Work to be completed: Transcribe every line of the listing below without any deviation.

[Extracted records]
## Begin
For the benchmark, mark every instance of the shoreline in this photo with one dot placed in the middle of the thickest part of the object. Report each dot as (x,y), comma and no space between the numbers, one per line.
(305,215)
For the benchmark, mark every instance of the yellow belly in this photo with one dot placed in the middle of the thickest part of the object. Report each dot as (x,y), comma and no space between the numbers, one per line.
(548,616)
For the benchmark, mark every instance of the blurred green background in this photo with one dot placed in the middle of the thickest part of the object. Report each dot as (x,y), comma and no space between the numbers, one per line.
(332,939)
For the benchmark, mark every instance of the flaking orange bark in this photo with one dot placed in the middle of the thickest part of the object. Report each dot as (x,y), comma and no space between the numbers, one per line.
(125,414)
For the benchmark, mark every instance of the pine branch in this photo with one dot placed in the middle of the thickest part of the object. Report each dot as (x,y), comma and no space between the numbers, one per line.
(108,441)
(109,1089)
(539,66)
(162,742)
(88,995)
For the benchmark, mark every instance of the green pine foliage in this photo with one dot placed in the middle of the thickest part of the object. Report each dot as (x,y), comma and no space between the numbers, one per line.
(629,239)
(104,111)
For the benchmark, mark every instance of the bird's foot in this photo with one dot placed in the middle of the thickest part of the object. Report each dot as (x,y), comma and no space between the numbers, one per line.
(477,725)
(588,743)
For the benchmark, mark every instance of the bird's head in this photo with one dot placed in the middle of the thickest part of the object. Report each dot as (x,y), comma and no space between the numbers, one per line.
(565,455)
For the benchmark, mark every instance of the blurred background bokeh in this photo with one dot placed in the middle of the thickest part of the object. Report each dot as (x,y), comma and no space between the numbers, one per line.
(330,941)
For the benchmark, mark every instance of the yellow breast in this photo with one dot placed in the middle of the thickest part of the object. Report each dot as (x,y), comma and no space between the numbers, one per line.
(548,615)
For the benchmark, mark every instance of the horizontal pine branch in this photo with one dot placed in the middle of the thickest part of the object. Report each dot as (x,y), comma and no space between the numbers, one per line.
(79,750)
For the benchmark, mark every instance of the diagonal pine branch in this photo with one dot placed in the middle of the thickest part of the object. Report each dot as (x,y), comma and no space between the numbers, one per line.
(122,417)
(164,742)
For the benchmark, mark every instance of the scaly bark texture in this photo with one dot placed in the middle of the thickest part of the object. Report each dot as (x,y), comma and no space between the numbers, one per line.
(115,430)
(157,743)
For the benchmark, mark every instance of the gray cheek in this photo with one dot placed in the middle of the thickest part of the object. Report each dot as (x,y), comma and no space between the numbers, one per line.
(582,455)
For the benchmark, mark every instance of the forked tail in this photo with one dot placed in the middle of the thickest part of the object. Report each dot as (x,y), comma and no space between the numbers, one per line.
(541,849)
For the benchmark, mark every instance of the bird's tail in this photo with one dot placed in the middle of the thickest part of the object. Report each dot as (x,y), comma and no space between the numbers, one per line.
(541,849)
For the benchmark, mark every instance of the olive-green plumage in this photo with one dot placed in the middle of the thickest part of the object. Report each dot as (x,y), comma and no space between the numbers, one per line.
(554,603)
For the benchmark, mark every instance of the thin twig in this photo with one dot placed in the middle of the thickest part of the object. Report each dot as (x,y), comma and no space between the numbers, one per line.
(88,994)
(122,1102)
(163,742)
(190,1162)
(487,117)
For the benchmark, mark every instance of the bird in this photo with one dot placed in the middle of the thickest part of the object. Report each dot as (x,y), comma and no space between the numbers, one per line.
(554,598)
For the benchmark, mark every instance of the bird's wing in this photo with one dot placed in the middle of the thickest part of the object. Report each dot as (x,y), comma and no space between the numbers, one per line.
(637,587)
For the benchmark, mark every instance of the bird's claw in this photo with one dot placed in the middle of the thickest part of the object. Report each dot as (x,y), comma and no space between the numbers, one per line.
## End
Solution for this exercise:
For the benchmark, mark every instance of the shoreline in this photo with one dot placed in the middle of the thickest part of the object. Report each dot as (x,y), comma and no space between the numbers, one per line.
(305,215)
For the benchmark, mark every instance of the yellow belly in this photo with one dot placed in the middle of the thickest part of the object. Report each dot as (x,y), comma and no space between the numbers, one per line.
(548,616)
For the benchmark, mark every instance of the blurred green background in this photo with one dot placed in the middle of the thickest part of the object. Report each dot as (x,y), comma and no space between the numbers, one per line.
(332,939)
For the benchmark, mark every instance of the flaking orange bark in this photo with one dot placed in the middle of the thickest part of the object. Report each dot as (x,y), comma and no space between the numbers, one per line.
(125,414)
For the benchmark, mark every instance of the pine branch in this photo with one dot placed in the middle of the thickest part of the object. Report each dot as (x,y), comma and no space between the numbers, one per line.
(108,441)
(109,1089)
(539,66)
(162,742)
(88,995)
For the benchmark, mark every instance of the green pine foliage in this photo with one dot placed in the middle of the thickest part of the object. Report each dot as (x,y), comma and no space between the numbers, one per line.
(629,239)
(104,111)
For the benchmark, mark every instance of the bird's foot in this photo with one dot placed in the middle of the thickest part of the object. Report each dot as (x,y), comma and no space between the numbers, one per line.
(477,725)
(588,743)
For the benchmark, mark every instance of the bird's head in this photo with one dot placed in the middle of the thickest part of the object. Report each dot as (x,y), comma and no space between the numbers, one per line.
(565,455)
For the benchmark, mark every instance of the blurred background bokeh in this photo with one dot placed in the middle of the thickest part of the object. Report each dot as (x,y), comma and no space between the numbers, one per line.
(330,941)
For the benchmark, mark every instance of the yellow breast in this photo with one dot placed in the middle of the thickest part of the object. Report each dot as (x,y), comma and no space between the numbers, one per line.
(548,615)
For the benchmark, mark every instance of the horizontal pine branch in this photo with one dot placed in the middle of the thickest part of the object. Report each dot as (x,y), comma and no space between the numbers, one per line.
(79,750)
For the benchmark, mark every instance of the diagonal pine branch in this photo with one dot placed in the middle of the thickest part of the object. Report each dot as (x,y), comma and no space between the numbers, one per line.
(122,417)
(164,742)
For the benchmark, mark every instance of the scaly bark texture in this photo with one dot placed in the middle of the thickest part of the object. Report each dot as (x,y), comma and no space between the numbers, one per line.
(115,430)
(157,743)
For the benchmark, mark every instance of the gray cheek in this photo with one dot placed in the middle of the thickest part of the object. Report each dot as (x,y), comma and no space between the numbers, one per line.
(582,455)
For the benchmark, mark every instance of the forked tail in this photo with one dot placed in the middle of the thickest part of the object. Report each dot as (x,y), comma and no space between the numbers, one per line.
(541,849)
For the benchmark, mark every instance of the bird's tail in this photo with one dot placed in the middle of the thickest part of the object. Report each dot as (x,y), comma and no space between the numbers, one per line.
(541,849)
For the benchmark, mark every instance of the olive-green plumage in this photo with one dot placed in the middle of the thickest part of the object. Report each dot as (x,y), comma and no space between the numbers, one per line.
(554,603)
For the benchmark, mark every instance of the thin twig in this photo with one dot placed in the middle of the thickest part of the object. Report each dot as (x,y), comma and no space between the numbers, one per line.
(88,994)
(122,1102)
(163,742)
(190,1162)
(487,117)
For the benchmark, mark every instance of the bird in this photo with one dot placed in the middle of the thickest part of the object. Report each dot as (x,y), comma and no space between the numbers, one per line.
(554,598)
For the benchmark, mark every instance of the bird's wing in this photo with one dot placed in the middle of the thickest part of the object. Report each dot as (x,y), comma and no space between the numbers, one per line.
(637,587)
For the benchmark, mark every instance of the bird's claw in this photo with one dot placed in the middle of the thickest part of the object. Report each dot as (x,y), comma and no space between the numbers, one per line.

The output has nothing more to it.